- [EXERCICES]
(1) D'après le passage sur l'historiographie haïtienne, sur quelle dimension des conflits l'approche antérieure à 1946 s'appuie-t-elle fondamentalement ?
(2) Déterminez combien de lignes des entrées contiennent la chaîne « surface », en tenant compte de la casse. Indiquez seulement ce nombre.

- [TEXTE FOURNI]
######
L’historiographie haïtienne rend compte de ces luttes à travers une double approche. Celle d’avant 1946 s’appuie fondamentalement sur la dimension politique des conflits à Saint-Domingue et en Haïti, notamment pendant les quatre premières décennies (Hector, 1993). L’autre approche, postérieure à 1946, se consacre à la dimension sociale de ces luttes, au travers d’une prise en compte particulière des questions sociales (Hector, 1993). Outre la présentation de l’affrontement entre les groupes sociaux en conflit et la violence à laquelle ils recourent, la seconde approche permet d’en saisir les aspects sociaux[3]. Le fondement de ces conflits peut être considéré comme le droit que les différents groupes cherchent à maintenir, affirmer ou rétablir (Freund, 1983), c’est-à-dire, dans le cas des luttes haïtiennes, à la fois la liberté qu’ils réclament et le cadre pouvant la leur favoriser.
######
- [ENTRÉES DE DONNÉES]
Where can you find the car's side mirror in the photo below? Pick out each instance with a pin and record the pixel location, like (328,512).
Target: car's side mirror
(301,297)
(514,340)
######
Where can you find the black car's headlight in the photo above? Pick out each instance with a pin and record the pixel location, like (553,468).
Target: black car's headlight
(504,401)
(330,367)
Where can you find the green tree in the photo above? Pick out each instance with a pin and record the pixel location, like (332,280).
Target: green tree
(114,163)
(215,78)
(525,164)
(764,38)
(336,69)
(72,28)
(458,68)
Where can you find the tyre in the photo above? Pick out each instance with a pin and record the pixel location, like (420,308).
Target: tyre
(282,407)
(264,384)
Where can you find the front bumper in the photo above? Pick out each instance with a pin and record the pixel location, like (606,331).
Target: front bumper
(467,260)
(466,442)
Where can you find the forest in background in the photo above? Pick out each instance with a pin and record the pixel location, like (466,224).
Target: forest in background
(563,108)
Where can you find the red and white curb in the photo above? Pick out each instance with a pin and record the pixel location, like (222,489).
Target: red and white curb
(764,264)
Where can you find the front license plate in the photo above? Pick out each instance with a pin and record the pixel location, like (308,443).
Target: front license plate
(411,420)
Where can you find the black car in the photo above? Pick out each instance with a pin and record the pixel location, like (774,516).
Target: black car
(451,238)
######
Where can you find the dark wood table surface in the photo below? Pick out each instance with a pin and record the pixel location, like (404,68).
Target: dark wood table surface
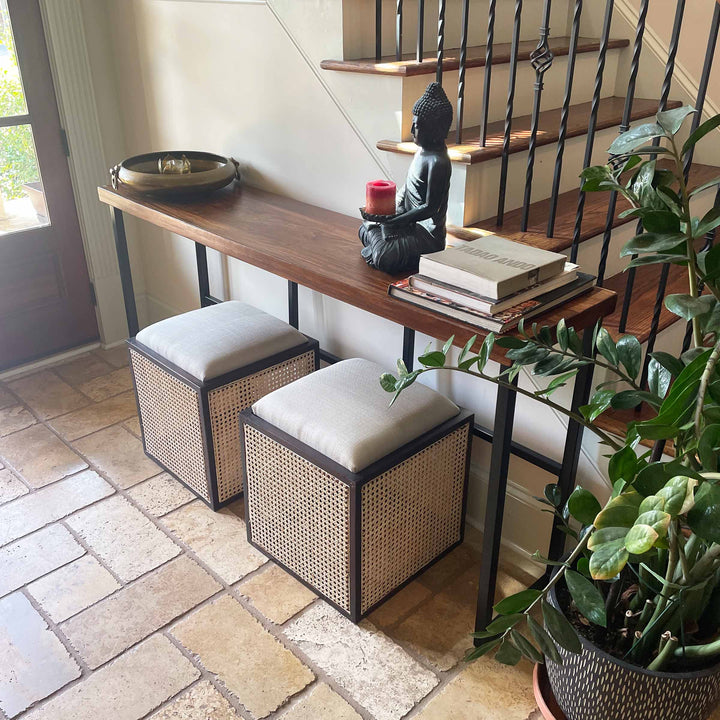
######
- [RÉPONSES ATTENDUES]
(1) Sur la dimension politique des conflits à Saint-Domingue et en Haïti.

(2) 2